[Opening Extract section]

This year’s Christmas lights are also more blatant, more scintillating and crazier than ever, and they’re leaving some of us completely disorientated. I stayed overnight at a friend’s house last week and I didn’t sleep a wink because the neighbour’s lights were piercing my sub-conscious all night with intermittent winking and constant flickering. I can’t even bear to think of the effect it must have on local wildlife and eco-systems which will have to live with the intrusion for the next six weeks or more.
Then you have whole towns ablaze with sparkling lights vying with each other for attention. I don’t know who is paying for those twinkling displays of commercial good cheer, but if the money is coming out of the Property Tax then I’d much prefer if it was used to fill the myriad of water-logged potholes that are reflecting the glitter and enhancing the scene unintentionally.

[Closing Extract section]

▸ Activity A:
Answer these questions from the text on Christmas lights:
(i) Where did the writer stay overnight last week?
(ii) For how long does the writer say local wildlife and eco-systems will have to live with the intrusion?
(iii) What would the writer prefer Property Tax money to be used for?
▸ Activity B:
Please sum up the Christmas lights text in two sentences.
▸ Activity C:
According to the Christmas lights text, why didn't the writer sleep while staying at the friend's house? Answer in one or two sentences.

[Opening Extracted material section]

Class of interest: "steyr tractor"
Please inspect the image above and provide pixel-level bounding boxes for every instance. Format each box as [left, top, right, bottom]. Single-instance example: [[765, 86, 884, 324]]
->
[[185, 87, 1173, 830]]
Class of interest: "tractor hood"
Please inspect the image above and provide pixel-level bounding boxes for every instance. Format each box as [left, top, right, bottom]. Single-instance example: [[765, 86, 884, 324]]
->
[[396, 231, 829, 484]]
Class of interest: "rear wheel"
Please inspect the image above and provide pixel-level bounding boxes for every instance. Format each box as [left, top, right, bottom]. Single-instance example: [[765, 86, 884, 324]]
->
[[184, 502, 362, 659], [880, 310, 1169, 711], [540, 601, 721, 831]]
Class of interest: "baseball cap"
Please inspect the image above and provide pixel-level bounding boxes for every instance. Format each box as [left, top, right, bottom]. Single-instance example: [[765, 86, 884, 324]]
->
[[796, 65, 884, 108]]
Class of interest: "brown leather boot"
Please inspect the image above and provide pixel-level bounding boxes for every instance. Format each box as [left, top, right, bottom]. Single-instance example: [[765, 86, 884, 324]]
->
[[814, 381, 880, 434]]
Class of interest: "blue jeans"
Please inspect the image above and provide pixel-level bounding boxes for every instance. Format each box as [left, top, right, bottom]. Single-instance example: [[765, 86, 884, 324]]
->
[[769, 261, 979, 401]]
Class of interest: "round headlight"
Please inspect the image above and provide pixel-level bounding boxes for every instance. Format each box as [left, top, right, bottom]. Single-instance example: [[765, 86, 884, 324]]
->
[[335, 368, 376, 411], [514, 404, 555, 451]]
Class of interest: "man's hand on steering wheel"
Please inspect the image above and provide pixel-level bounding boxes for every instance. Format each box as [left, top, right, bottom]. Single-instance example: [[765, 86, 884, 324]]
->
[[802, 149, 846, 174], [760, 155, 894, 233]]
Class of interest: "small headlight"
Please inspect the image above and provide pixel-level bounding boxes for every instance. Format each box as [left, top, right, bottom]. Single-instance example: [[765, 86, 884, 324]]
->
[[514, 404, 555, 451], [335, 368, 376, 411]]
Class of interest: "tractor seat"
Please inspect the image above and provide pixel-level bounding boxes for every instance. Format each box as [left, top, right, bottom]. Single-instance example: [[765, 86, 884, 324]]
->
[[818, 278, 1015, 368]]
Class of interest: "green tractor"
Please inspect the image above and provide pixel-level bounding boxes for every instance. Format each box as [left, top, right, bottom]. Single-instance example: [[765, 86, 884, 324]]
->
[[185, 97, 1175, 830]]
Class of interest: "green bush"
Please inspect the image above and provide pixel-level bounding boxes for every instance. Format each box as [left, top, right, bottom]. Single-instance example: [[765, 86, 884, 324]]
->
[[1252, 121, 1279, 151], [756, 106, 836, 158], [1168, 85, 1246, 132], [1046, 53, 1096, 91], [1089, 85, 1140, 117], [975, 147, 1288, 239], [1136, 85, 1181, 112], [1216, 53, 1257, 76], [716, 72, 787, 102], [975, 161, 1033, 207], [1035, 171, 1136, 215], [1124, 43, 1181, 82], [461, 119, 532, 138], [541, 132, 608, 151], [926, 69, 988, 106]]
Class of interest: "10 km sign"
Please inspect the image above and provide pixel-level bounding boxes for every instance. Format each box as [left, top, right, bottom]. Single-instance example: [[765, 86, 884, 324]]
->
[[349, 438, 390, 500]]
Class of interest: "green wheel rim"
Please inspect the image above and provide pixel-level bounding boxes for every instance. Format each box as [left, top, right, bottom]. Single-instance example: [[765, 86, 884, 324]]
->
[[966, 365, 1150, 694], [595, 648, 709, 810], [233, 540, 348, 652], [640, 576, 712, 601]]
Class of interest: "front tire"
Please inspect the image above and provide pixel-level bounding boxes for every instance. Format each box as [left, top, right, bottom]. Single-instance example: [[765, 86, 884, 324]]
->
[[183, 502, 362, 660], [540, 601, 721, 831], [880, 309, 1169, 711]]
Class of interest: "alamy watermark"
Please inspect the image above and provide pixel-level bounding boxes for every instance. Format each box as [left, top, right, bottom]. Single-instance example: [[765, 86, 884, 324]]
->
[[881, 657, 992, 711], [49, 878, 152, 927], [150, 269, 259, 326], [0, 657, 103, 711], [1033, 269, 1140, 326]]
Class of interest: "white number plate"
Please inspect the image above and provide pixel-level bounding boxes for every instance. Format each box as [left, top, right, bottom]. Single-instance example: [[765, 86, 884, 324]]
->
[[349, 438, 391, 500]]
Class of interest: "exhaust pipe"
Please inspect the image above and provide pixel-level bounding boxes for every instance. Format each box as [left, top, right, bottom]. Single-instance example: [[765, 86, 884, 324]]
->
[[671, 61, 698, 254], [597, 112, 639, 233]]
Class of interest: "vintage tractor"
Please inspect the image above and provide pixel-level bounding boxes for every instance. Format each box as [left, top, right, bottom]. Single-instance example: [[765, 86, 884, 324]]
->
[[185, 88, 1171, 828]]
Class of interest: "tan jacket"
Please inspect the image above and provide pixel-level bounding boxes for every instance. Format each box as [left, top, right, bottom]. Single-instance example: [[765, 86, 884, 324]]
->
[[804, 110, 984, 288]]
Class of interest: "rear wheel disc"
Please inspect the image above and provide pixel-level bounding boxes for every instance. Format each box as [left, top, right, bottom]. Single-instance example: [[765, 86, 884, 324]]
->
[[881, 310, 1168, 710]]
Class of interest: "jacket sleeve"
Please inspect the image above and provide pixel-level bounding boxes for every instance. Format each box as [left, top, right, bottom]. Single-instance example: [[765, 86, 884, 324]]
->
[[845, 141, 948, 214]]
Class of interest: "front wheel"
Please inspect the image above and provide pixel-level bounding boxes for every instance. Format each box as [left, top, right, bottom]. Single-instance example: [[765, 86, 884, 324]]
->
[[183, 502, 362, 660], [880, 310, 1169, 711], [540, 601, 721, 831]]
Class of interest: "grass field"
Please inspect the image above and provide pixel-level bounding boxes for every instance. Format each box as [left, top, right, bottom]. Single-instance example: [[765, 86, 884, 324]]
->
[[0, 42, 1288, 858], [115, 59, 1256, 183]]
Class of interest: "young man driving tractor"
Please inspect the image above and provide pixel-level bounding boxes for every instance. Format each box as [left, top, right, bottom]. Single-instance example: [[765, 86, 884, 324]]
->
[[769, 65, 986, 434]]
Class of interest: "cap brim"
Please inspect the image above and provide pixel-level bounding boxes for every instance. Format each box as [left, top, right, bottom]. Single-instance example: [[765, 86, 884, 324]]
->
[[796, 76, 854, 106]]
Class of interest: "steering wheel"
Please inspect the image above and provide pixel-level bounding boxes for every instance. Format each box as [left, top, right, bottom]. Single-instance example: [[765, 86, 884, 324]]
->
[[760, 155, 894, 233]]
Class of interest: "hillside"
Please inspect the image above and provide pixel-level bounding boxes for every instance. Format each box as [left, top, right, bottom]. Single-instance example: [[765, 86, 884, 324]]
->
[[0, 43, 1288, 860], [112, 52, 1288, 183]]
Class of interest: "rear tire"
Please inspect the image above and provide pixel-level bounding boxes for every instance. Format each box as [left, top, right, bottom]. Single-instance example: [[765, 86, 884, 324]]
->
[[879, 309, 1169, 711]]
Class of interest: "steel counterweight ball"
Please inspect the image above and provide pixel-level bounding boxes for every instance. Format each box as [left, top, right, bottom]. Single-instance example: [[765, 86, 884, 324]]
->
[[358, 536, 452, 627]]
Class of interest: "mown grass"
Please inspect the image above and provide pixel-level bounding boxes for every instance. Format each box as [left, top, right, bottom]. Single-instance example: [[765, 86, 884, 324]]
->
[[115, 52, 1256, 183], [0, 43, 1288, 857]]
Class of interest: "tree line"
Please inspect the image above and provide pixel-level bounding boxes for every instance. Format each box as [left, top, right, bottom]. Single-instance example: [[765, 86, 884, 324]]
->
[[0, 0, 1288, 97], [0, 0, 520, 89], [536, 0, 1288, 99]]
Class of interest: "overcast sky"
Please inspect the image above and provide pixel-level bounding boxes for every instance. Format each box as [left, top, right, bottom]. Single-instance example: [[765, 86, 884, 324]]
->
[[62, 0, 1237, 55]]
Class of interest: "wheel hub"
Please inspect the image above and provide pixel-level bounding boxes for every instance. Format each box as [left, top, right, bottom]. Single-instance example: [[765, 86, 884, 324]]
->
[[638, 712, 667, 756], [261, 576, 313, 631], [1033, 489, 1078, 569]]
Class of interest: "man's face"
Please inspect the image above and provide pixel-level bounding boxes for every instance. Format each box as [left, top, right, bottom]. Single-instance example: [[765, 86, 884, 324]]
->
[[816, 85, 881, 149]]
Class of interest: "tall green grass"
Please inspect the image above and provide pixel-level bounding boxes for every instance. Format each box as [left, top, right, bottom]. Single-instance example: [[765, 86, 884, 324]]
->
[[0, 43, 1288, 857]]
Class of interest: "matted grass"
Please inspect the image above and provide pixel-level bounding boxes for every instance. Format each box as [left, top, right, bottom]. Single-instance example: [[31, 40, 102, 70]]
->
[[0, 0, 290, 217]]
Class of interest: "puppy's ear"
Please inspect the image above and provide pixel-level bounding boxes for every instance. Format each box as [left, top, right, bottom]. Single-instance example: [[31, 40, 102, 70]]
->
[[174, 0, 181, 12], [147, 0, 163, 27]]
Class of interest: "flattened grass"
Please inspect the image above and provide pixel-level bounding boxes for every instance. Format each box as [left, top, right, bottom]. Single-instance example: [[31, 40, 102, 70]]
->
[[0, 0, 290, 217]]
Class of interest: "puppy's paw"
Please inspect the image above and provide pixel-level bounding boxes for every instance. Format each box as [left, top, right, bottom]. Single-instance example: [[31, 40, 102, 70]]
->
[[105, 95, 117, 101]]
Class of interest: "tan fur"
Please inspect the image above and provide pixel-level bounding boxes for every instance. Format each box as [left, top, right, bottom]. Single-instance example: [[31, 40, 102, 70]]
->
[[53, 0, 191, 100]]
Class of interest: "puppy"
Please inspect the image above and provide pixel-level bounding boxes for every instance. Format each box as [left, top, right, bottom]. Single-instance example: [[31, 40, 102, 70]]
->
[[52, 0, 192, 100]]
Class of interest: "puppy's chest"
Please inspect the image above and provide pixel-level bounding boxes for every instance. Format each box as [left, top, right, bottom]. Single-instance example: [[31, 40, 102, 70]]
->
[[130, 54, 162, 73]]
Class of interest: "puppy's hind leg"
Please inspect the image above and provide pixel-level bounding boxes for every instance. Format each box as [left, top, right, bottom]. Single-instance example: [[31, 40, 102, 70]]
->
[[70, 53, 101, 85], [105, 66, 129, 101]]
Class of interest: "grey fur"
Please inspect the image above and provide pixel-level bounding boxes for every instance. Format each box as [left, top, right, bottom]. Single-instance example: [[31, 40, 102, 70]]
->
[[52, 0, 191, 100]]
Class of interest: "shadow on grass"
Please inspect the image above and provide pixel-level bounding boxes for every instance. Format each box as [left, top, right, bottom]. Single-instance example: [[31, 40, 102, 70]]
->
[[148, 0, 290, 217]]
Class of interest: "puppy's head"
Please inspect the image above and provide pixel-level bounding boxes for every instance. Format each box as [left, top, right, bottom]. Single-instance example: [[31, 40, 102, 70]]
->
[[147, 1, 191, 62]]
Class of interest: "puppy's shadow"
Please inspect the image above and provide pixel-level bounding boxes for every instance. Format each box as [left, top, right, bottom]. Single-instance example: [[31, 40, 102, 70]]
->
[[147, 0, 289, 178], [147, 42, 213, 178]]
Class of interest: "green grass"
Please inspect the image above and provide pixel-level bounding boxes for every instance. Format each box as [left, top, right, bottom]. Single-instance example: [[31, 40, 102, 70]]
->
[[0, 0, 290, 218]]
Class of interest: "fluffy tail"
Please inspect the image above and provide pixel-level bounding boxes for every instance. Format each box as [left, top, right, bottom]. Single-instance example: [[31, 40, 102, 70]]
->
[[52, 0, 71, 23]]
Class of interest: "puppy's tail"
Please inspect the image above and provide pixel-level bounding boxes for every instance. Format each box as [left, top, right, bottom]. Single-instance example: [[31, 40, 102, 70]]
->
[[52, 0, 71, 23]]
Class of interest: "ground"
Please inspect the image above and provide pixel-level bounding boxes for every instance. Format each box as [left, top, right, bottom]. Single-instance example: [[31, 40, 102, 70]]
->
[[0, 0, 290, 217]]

[Closing Extracted material section]

▸ Answer space A:
(i) At a friend's house.
(ii) For the next six weeks or more.
(iii) Filling the many water-logged potholes.

▸ Answer space B:
The writer finds this year's Christmas lights brighter and crazier than ever, and says a neighbor's flickering display caused a sleepless night and may harm local wildlife and eco-systems. Whole towns are also lit up in competition, and if the Property Tax is paying for it, the writer would rather the money went to fixing water-logged potholes.

▸ Answer space C:
The neighbor's lights kept piercing the writer's sub-conscious all night with intermittent winking and constant flickering.